:: Material for this exercise ::
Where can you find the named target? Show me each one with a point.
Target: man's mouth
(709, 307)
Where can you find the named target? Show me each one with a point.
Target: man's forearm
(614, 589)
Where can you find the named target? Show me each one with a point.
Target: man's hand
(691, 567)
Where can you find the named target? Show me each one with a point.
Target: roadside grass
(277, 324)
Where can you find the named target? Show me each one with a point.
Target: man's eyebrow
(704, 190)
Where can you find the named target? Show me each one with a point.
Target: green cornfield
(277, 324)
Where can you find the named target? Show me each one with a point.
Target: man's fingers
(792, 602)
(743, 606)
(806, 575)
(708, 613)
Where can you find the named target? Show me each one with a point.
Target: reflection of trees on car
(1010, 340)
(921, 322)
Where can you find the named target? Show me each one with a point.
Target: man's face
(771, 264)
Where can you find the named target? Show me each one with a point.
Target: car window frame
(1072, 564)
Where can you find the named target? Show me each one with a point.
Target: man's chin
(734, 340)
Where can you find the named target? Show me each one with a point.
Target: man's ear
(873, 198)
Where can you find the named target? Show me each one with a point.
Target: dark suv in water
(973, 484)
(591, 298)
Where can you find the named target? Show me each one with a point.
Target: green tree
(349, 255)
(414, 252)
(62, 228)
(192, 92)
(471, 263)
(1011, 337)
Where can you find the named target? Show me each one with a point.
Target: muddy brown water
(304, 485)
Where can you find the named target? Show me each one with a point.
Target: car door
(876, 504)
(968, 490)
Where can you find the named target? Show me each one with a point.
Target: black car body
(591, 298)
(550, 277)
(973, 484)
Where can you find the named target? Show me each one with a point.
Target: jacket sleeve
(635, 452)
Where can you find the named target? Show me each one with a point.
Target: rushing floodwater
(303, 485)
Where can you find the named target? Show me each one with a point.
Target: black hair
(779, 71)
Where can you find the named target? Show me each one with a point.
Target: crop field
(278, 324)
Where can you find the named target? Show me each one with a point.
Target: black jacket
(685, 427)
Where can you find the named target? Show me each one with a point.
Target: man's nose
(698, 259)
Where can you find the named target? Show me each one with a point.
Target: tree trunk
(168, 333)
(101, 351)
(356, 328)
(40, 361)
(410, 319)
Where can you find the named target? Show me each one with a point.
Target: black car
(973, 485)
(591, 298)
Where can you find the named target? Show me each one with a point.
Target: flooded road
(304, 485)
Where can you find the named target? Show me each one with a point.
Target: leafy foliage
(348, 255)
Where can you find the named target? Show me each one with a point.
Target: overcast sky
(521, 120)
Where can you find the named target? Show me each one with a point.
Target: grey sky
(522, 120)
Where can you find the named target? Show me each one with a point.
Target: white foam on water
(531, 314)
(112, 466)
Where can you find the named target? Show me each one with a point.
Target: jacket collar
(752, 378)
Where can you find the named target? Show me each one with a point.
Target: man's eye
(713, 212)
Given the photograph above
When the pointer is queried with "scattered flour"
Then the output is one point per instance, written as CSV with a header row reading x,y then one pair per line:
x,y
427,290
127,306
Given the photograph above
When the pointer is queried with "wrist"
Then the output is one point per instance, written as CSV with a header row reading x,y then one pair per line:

:: Exercise brief ::
Your answer must consist of every line in the listing that contains "queried".

:: Solution for this exercise ::
When the pointer is queried with "scattered flour"
When the pointer is queried with "wrist"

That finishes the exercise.